YOUR ASSIGNMENT:
Copy the listing in full and exactly, omitting its images.

SOURCE DATA:
○ ○ ○ ○

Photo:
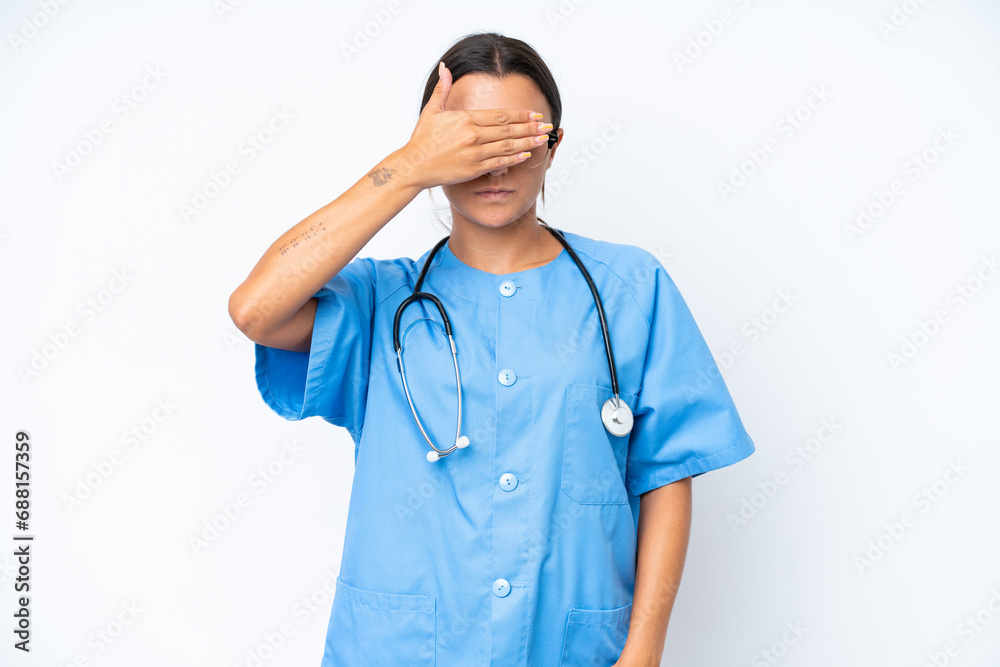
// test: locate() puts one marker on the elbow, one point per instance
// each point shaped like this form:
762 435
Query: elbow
242 314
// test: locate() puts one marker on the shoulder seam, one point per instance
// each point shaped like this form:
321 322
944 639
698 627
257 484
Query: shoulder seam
628 285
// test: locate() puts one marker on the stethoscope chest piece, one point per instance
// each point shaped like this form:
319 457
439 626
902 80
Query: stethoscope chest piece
617 418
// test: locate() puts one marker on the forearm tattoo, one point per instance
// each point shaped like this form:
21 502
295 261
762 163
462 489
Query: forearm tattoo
305 236
381 176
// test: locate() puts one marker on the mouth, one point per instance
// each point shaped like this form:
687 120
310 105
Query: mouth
494 193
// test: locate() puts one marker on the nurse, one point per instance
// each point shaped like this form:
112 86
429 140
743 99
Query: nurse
547 540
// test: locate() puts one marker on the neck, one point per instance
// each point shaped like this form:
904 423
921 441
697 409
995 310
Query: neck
518 246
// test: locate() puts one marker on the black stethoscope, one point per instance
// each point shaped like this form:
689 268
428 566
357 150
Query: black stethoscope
615 414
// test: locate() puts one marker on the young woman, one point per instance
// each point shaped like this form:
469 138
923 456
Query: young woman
503 527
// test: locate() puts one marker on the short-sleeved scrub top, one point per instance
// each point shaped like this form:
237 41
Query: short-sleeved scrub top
519 549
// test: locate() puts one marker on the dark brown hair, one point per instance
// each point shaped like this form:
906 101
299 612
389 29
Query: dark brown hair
499 55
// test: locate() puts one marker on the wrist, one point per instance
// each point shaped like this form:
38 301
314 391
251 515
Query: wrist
405 163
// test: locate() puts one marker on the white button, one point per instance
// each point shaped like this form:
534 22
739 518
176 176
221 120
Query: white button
508 482
501 588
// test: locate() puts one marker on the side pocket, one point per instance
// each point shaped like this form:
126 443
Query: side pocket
593 467
595 637
375 628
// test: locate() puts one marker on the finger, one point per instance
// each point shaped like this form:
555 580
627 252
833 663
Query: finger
491 117
530 130
500 161
512 147
439 96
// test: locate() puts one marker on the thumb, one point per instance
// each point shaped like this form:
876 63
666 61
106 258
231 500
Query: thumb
439 97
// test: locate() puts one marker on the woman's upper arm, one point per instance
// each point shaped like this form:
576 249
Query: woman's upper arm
296 334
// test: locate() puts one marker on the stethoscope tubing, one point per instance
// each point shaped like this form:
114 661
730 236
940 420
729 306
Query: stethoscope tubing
418 295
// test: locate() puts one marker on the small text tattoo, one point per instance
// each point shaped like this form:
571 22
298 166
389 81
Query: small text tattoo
305 236
381 176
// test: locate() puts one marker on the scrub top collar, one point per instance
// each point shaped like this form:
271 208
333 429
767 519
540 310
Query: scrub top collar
448 274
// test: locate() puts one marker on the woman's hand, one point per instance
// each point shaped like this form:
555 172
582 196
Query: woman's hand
455 146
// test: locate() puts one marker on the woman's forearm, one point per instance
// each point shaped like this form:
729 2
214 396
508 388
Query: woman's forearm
662 542
308 255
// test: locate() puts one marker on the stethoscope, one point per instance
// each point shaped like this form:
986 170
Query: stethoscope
615 414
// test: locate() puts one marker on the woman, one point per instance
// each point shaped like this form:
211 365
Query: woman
527 546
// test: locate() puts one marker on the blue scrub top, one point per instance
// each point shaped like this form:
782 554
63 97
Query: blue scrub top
521 548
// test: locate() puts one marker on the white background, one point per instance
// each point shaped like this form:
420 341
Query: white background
894 76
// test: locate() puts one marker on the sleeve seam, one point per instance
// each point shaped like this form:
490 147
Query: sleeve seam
690 466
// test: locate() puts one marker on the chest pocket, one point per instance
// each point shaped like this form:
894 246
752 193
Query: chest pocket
380 629
593 465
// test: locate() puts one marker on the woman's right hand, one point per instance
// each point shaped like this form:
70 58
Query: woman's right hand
449 147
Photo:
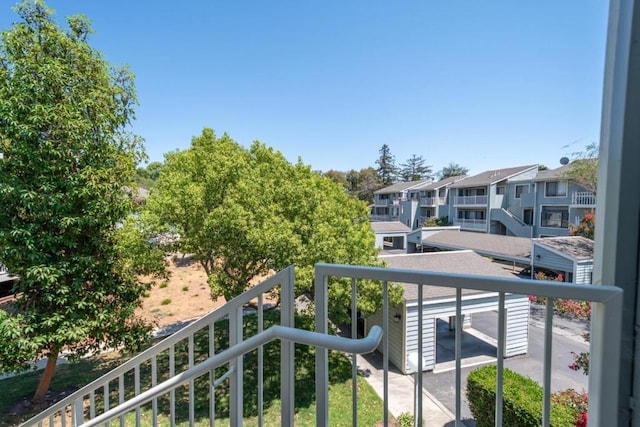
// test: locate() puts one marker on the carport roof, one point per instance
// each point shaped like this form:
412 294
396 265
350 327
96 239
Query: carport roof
493 245
389 227
459 262
576 248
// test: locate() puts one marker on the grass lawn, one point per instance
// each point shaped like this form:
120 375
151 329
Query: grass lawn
68 377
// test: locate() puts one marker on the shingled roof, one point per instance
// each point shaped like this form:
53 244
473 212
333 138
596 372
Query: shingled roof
493 245
459 262
389 227
399 187
492 176
575 247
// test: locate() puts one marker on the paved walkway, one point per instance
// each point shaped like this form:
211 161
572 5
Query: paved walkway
402 392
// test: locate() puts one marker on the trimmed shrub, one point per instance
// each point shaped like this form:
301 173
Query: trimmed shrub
522 400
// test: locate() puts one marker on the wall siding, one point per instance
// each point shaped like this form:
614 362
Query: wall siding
583 272
517 320
549 259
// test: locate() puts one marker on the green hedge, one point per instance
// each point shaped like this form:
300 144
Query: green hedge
522 400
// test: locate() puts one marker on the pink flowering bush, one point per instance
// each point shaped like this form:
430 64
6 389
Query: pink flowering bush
579 402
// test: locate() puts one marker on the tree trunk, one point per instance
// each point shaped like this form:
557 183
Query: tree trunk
47 376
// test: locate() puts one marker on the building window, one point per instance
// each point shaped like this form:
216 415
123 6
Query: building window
555 189
520 189
528 216
470 214
555 217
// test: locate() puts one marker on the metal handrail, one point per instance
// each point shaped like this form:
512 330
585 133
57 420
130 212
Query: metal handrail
298 336
227 310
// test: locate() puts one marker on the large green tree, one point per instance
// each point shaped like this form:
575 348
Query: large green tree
246 212
67 163
415 169
583 169
451 170
387 169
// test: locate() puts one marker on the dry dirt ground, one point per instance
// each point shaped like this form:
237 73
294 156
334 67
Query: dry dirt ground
184 295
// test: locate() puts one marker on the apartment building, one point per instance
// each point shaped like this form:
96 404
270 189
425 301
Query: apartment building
518 201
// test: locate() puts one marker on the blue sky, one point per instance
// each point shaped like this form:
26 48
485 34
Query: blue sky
486 84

○ ○ ○ ○

SOLUTION TO THIS EXERCISE:
Photo:
// test: locate() puts one marker on the elbow, one point per instance
// each point shaped like this form:
762 435
Query: elbow
242 314
// test: locate() puts one marker on the shoulder seam, one point per instance
// each point shaped like this form:
321 322
944 639
698 627
257 484
Query: shoulder seam
628 285
// test: locate() puts one marker on the stethoscope chest piece, one point per instance
// each point shaped like this form:
319 457
439 626
902 80
Query: stethoscope chest piece
617 418
// test: locate() puts one marker on the forearm tattoo, one point per instance
// each point shaped like this form:
21 502
295 261
762 163
462 489
Query: forearm tattoo
305 236
381 176
// test: locate() puts one marker on the mouth, one point per instance
// each point shaped like this form:
687 120
310 105
Query: mouth
494 193
// test: locate() puts one marker on the nurse, one point per instance
// each point shaped like this form:
112 86
429 140
743 99
Query: nurse
547 540
// test: locate() puts one marker on the neck, one point per instance
// each point shaped like this form:
904 423
921 441
697 409
995 310
Query: neck
518 246
// test: locate() puts one marker on the black stethoscope, one point per instance
// each point shaped like this form:
689 268
428 566
357 150
Query: black stethoscope
615 414
// test: locate() puts one marker on the young woman, one point per instance
// each point shaped like this form:
469 138
923 456
Query: young woman
503 527
// test: locate() puts one marker on the short-sleeved scrub top, one point per instance
// each point shaped like this form:
237 41
Query: short-sleeved scrub top
519 549
// test: locate() puts one marker on the dark brown hair, one point per instance
// each point shaped like this form:
906 101
299 612
389 29
Query: dark brown hair
499 55
// test: locate() puts one marker on the wrist, one point per instance
// each point shaped like this form:
38 301
314 391
251 515
Query: wrist
405 163
// test: locate() puts one marker on the white button, one point per instance
// each point shaped like this form:
534 22
739 518
176 176
221 120
Query: white button
508 482
501 588
// test: locate() puts one marker on the side pocket, one point per instance
// each point shaped like this form:
126 443
Query: side pocket
593 467
595 637
375 628
// test: locate() puts one marker on the finger, one point per instance
// each point shaped like this form:
555 580
627 252
833 663
Query: finger
491 117
530 130
500 161
512 147
439 96
// test: locate() puts one marker on the thumb, one point per instance
// each point shaped like this form:
876 63
666 61
106 258
231 500
Query: thumb
439 97
// test: locate() puts one marker on the woman's upper arm, one point per instance
// each point shaped like this form:
576 249
Query: woman's upper arm
296 334
// test: locate() puts one marker on the stethoscope tubing, one point per instance
// each point shaped like this form:
114 661
730 236
940 420
729 306
Query: stethoscope tubing
418 295
// test: locate() puts one marker on the small text tattoo, one point per instance
// each point shaped like this form:
571 22
298 166
389 81
Query: small text tattoo
305 236
381 176
// test: locate() puts one marker on the scrub top collar, one point per instance
// each point shaped like this form:
271 208
333 429
767 519
540 310
Query: scrub top collar
448 274
// test: locate() puts one marker on the woman's hand, one point per instance
// each point shaped like this form:
555 172
582 196
Query: woman's hand
455 146
// test: locate() puts one marker on the woman's forearm, one point per instance
// each point shaped like this form:
729 2
214 396
508 388
Query: woman's forearm
662 542
308 255
// test: locate() puts one marker on the stethoscope, one point per instance
// each point shaped like this form:
986 170
Query: stethoscope
615 414
// test: locate() puts one marker on the woman, one point per instance
// each point shaped like this form:
211 365
Query: woman
527 546
// test: locate() puts one marker on the blue scrub top, one point per instance
// each point shaped like this form:
782 554
63 97
Query: blue scrub top
521 548
// test: locate() puts one marker on the white background, one point per instance
// each point shaped like this form:
420 341
Query: white background
894 76
// test: locate() puts one marker on the sleeve seam, one point per instance
// each point shaped like this form:
490 147
Query: sleeve seam
690 466
// test: locate() puts one marker on the chest pocket, one point per instance
// each point shaped like this form:
894 246
752 193
Query: chest pocket
380 629
593 465
// test: locate() puts one marker on the woman's right hand, one point per instance
// each point shaped like this form:
70 58
Query: woman's right hand
449 147
Photo:
// test: locate() puts one marker on the carport roof, one point per instance
// each point shaped like this form:
412 294
396 265
350 327
96 239
Query: carport roof
493 245
389 227
459 262
576 248
// test: locate() puts one marker on the grass lawn, one point per instance
// each point shaped like this form:
120 375
151 329
Query: grass lawn
68 377
// test: locate() puts one marker on the shingled roof, one point per instance
// each point shaped like this form:
53 244
473 212
333 138
596 372
Query: shingled roof
493 245
459 262
389 227
399 187
492 176
575 247
// test: locate() puts one marker on the paved walkway, one point per instance
// each point shaped like this form:
211 161
572 5
Query: paved walkway
402 392
// test: locate() puts one marker on the trimmed shrub, one point per instance
// each point shaped like this form:
301 173
Query: trimmed shrub
522 400
// test: locate() puts one marker on the wall siding, one point per instance
// each point shaped like this form:
614 362
Query: wall siding
583 272
517 320
549 259
// test: locate() puts one marker on the green hedge, one point per instance
// each point shaped like this form:
300 144
Query: green hedge
522 400
// test: locate() puts one marker on the pink flowering bush, one point per instance
// each point shaped like this form:
430 64
6 389
Query: pink flowering bush
579 402
// test: locate() puts one marker on the tree trunk, one point per instance
// each point shaped like this form:
557 183
Query: tree trunk
47 376
// test: locate() puts one marker on the building window, one point per instance
// each point shaped like this form:
216 415
123 6
Query: building window
555 189
520 189
528 216
470 214
555 217
// test: locate() puts one marker on the metal handrail, one point per instance
// each point shaped like this form:
512 330
585 133
57 420
130 212
Query: metal handrail
298 336
227 310
// test: locate() puts one marker on the large green tree, one point per instance
// each point shaped like this form:
575 348
Query: large green tree
246 212
67 163
415 169
583 169
451 170
387 169
// test: locate() puts one marker on the dry dirt ground, one point per instance
// each point shaped like this form:
237 73
294 156
334 67
Query: dry dirt ground
184 295
// test: locate() puts one marker on the apartment building, one point per instance
// each point shaped like this form:
96 404
270 189
425 301
Query: apartment building
518 201
// test: locate() puts one marker on the blue sky, one point per instance
// each point shaped like this form:
26 48
485 34
Query: blue sky
486 84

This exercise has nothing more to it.